__What you should do__: Reproduce every line of the items below as a numbered list, leaving out any blank lines.

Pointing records
+++++

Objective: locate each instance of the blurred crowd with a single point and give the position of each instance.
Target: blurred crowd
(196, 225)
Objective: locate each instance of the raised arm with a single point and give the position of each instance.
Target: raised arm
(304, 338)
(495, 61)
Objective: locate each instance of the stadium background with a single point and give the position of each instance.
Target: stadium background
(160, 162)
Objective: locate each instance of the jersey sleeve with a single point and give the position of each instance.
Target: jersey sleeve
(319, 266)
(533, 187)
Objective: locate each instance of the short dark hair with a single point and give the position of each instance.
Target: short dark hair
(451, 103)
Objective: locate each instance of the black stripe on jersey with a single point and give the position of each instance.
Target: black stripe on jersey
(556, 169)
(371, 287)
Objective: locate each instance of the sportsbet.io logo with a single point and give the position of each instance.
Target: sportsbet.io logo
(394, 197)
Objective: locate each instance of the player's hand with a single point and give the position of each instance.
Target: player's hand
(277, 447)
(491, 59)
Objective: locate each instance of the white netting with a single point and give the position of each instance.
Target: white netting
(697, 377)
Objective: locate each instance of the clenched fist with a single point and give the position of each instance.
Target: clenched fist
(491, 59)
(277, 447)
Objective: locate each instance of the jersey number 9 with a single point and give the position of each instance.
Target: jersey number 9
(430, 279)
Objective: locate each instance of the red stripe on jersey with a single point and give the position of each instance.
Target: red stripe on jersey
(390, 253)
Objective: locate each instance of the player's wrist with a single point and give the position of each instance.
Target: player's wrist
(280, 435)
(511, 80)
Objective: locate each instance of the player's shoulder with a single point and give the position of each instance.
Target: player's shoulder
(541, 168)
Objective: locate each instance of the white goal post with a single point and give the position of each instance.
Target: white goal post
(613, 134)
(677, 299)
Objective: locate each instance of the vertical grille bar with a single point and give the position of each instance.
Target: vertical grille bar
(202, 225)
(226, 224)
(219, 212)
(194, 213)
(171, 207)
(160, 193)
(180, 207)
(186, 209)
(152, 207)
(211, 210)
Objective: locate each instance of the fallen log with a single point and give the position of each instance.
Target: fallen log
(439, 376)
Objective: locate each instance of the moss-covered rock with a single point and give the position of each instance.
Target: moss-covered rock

+++++

__Output below__:
1. Objective: locate each instance of the blurred crowd with a single point and give the position of each instance.
2. Target: blurred crowd
3. (196, 225)
4. Objective: locate each instance of the raised arm with a single point and give the position of each instance.
5. Target: raised arm
6. (304, 338)
7. (495, 61)
8. Objective: locate each instance of the stadium background with a single point and give the position of each instance.
9. Target: stadium background
10. (160, 162)
11. Objective: locate each instance of the jersey sleeve with a single point and give the position of each instance.
12. Target: jersey sleeve
13. (319, 266)
14. (533, 187)
15. Objective: locate each instance of the short dark hair with a single point and give the position of each instance.
16. Target: short dark hair
17. (451, 103)
18. Objective: locate each instance of the black stripe on jersey with a single point and give the position of each instance.
19. Target: black stripe on jersey
20. (556, 169)
21. (371, 287)
22. Objective: locate each instance of the sportsbet.io logo with a single point and give the position of each instance.
23. Target: sportsbet.io logo
24. (394, 197)
25. Objective: locate each instance of the player's hand with a single point and give the position of each instance.
26. Target: player's hand
27. (277, 447)
28. (491, 59)
29. Objective: locate each instance of the white netting with a single point and give the position of each instance.
30. Target: white netting
31. (697, 377)
32. Objective: locate each instance of the clenched fist with a single point and give the position of each instance.
33. Target: clenched fist
34. (491, 59)
35. (277, 447)
36. Objective: locate each instance of the jersey number 9 with a single point and give the position of each instance.
37. Target: jersey number 9
38. (430, 279)
39. Objective: locate each instance of the red stripe on jersey with a single point and give the position of each instance.
40. Target: red stripe on jersey
41. (390, 253)
42. Objective: locate each instance of the player's wrist with a single point and give the position of each instance.
43. Target: player's wrist
44. (280, 435)
45. (511, 80)
46. Objective: locate each instance of the player's shoulder with a single point and give the position of each instance.
47. Target: player's shoulder
48. (541, 168)
49. Objective: locate each instance of the white goal post with a single point and give the position of each instance.
50. Target: white goal post
51. (613, 134)
52. (677, 299)
53. Objective: locate each instance of the vertical grille bar with a single point and give the position of each instance.
54. Target: vertical grille bar
55. (202, 225)
56. (226, 224)
57. (219, 212)
58. (194, 213)
59. (171, 207)
60. (160, 193)
61. (180, 207)
62. (186, 209)
63. (152, 207)
64. (211, 210)
65. Objective: locate each instance of the fallen log with a single point and give the position of each instance.
66. Target: fallen log
67. (439, 376)
68. Objective: locate each instance of the moss-covered rock with a single point and give the position of each instance.
69. Target: moss-covered rock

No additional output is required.